*REQUIRED TASK*: In the records below, find the line containing "Traffic-operations request: mark the red bag"; copy exactly that line and all lines after it to the end, and nothing else.

*RECORDS SHOWN*:

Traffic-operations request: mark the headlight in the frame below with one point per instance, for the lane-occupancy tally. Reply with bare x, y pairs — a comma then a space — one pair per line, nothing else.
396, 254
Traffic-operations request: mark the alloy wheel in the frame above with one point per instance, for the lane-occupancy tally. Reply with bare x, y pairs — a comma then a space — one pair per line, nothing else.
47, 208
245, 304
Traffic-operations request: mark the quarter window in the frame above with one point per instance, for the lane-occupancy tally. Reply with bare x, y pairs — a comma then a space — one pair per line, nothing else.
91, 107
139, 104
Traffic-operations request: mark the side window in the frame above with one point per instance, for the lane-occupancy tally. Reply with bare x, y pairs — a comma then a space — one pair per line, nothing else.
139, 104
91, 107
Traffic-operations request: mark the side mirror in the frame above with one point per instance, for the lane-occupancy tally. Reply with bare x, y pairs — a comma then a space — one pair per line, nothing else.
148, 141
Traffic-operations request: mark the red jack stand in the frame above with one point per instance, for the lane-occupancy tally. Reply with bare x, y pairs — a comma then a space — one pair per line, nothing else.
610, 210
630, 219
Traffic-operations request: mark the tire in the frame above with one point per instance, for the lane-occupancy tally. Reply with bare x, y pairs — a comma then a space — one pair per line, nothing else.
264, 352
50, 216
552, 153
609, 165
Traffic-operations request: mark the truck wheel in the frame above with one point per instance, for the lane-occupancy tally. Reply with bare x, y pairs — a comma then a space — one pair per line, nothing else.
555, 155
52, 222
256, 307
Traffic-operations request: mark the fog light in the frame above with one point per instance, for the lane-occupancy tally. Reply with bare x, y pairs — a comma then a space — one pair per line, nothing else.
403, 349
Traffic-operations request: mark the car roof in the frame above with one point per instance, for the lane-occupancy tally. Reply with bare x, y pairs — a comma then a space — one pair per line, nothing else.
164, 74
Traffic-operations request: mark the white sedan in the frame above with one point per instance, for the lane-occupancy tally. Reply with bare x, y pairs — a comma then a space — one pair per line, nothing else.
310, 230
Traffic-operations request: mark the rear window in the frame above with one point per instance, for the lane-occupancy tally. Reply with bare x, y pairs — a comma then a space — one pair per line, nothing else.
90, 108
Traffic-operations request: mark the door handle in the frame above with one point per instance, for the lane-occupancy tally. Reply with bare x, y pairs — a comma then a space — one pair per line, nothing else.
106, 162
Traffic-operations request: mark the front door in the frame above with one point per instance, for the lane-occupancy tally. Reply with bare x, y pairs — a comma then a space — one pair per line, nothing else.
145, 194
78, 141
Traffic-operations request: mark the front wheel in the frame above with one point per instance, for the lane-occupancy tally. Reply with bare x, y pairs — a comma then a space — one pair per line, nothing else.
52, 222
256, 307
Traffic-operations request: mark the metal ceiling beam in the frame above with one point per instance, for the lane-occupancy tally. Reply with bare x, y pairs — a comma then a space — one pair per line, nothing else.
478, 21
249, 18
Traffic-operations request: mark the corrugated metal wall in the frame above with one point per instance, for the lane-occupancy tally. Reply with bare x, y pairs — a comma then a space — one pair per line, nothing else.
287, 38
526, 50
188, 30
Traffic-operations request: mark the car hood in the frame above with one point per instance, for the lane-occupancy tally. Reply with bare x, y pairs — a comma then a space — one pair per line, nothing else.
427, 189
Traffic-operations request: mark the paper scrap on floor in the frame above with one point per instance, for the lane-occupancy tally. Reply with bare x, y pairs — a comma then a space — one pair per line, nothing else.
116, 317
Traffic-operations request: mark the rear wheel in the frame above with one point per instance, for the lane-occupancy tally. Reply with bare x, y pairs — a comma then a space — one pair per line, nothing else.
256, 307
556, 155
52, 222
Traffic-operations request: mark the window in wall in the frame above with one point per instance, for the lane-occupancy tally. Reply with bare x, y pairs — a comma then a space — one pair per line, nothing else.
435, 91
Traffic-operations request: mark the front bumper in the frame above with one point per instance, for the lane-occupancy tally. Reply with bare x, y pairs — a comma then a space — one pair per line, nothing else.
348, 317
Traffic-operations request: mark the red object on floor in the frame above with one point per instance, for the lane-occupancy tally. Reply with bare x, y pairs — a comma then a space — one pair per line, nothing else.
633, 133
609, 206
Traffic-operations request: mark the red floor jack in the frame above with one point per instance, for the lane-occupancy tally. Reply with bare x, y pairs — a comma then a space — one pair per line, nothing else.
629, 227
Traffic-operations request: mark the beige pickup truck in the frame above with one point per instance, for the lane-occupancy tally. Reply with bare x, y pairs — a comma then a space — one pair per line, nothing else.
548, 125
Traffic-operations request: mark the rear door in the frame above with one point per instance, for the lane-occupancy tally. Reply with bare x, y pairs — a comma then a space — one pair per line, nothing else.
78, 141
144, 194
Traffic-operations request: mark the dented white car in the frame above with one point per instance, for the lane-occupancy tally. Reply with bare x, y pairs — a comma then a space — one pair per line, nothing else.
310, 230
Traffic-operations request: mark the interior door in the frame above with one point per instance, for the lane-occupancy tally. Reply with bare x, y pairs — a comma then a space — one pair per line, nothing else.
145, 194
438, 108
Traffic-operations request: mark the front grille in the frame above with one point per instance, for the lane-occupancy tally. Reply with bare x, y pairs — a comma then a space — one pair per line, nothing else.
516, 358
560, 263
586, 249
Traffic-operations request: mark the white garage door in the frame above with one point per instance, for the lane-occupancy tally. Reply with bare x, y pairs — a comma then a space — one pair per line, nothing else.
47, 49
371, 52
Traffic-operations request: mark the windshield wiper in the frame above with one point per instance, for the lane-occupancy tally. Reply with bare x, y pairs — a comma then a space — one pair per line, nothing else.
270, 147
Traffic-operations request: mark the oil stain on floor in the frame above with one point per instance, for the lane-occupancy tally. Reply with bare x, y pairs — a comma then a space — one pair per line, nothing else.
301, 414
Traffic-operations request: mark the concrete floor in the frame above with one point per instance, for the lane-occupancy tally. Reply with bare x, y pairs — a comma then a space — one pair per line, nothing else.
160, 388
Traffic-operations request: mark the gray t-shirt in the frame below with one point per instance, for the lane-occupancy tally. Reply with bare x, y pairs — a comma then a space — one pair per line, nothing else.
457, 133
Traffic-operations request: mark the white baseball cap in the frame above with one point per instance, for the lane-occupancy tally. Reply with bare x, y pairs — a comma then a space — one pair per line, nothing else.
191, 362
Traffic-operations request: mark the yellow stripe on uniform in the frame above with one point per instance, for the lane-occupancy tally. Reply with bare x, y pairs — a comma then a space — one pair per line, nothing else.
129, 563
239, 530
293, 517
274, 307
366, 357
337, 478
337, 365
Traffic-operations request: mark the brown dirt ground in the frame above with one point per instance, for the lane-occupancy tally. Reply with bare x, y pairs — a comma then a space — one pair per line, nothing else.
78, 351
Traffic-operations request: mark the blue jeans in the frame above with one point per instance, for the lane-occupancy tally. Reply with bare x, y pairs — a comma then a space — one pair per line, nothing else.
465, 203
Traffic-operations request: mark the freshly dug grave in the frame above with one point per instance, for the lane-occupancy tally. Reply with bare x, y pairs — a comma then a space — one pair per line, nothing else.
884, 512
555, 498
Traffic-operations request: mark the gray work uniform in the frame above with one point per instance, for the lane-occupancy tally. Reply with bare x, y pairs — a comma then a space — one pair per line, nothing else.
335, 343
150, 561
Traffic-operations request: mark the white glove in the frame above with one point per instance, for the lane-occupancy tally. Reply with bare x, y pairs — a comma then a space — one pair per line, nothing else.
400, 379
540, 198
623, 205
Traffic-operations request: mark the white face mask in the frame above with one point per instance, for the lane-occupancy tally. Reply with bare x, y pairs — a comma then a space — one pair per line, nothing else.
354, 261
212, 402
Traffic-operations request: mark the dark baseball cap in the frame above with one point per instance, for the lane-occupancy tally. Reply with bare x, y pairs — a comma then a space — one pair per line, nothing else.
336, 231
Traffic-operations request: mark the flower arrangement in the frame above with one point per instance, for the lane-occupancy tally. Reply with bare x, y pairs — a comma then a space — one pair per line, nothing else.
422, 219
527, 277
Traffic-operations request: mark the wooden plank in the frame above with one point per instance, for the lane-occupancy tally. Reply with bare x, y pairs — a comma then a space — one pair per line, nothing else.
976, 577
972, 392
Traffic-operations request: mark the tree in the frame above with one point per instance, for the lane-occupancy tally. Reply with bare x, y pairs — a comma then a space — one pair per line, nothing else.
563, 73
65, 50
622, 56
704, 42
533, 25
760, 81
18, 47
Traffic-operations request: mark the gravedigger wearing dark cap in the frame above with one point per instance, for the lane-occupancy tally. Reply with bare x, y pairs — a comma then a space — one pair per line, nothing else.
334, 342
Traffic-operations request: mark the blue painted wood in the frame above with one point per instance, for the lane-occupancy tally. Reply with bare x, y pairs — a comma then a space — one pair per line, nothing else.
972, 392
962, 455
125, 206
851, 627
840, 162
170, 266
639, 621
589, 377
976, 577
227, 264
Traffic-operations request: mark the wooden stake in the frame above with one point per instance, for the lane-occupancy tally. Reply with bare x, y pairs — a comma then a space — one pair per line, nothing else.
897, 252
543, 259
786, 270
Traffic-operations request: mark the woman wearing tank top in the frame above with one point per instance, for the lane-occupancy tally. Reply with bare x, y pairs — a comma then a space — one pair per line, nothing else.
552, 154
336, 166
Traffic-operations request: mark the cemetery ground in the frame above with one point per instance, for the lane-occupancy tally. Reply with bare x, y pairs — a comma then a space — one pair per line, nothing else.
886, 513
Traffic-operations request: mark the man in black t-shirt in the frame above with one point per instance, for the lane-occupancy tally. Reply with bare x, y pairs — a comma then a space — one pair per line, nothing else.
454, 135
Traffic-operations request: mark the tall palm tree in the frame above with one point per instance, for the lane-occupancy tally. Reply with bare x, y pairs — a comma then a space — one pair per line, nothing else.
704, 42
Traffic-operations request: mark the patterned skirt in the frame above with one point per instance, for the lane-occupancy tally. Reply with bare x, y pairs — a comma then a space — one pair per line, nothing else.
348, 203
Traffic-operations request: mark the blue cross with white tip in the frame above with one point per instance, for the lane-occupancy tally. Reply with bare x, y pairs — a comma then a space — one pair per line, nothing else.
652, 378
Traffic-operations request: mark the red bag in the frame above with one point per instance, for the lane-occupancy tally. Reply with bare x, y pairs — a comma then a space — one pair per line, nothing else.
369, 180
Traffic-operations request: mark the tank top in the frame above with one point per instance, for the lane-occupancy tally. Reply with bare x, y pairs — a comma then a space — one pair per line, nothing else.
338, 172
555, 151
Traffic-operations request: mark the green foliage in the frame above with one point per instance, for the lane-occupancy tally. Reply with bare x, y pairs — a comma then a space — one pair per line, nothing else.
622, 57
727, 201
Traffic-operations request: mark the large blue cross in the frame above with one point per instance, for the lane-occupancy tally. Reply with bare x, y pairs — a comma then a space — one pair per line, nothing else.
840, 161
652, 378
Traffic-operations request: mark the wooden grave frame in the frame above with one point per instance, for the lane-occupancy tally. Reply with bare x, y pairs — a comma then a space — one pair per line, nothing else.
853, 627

*REPLY TO THE TASK*:
Traffic-operations request: mark the red bag in the frame above with one point per instance, for the lane-occupancy tally. Reply with bare x, y pairs — a comma then a space — one pair per line, nothing else.
369, 180
Traffic-operations request: mark the tank top in the frame above with one point per instance, for the lane-occupancy tally. Reply with bare x, y pairs — a comma then a space — one pair per line, nothing else.
338, 172
555, 151
Traffic-operations request: mark the green foliage in the frame above with one point per instance, for the lane-occupancy tally. Reply with bare x, y pairs — a comma then a space — one pair per line, nothing else.
622, 57
727, 201
Traffic-operations request: mark the large blue cross in the frame above with one point per instance, for the lane-occupancy tally. Reply with bare x, y pairs — a comma then a space — one pair per line, nothing else.
840, 161
652, 378
Traffic-operations request: mark the wooden grave frame in the frame above with one point per instance, for the lane-occupancy tally. Reply with bare x, y pairs — a comma then a space — one pair per line, nothing else.
853, 627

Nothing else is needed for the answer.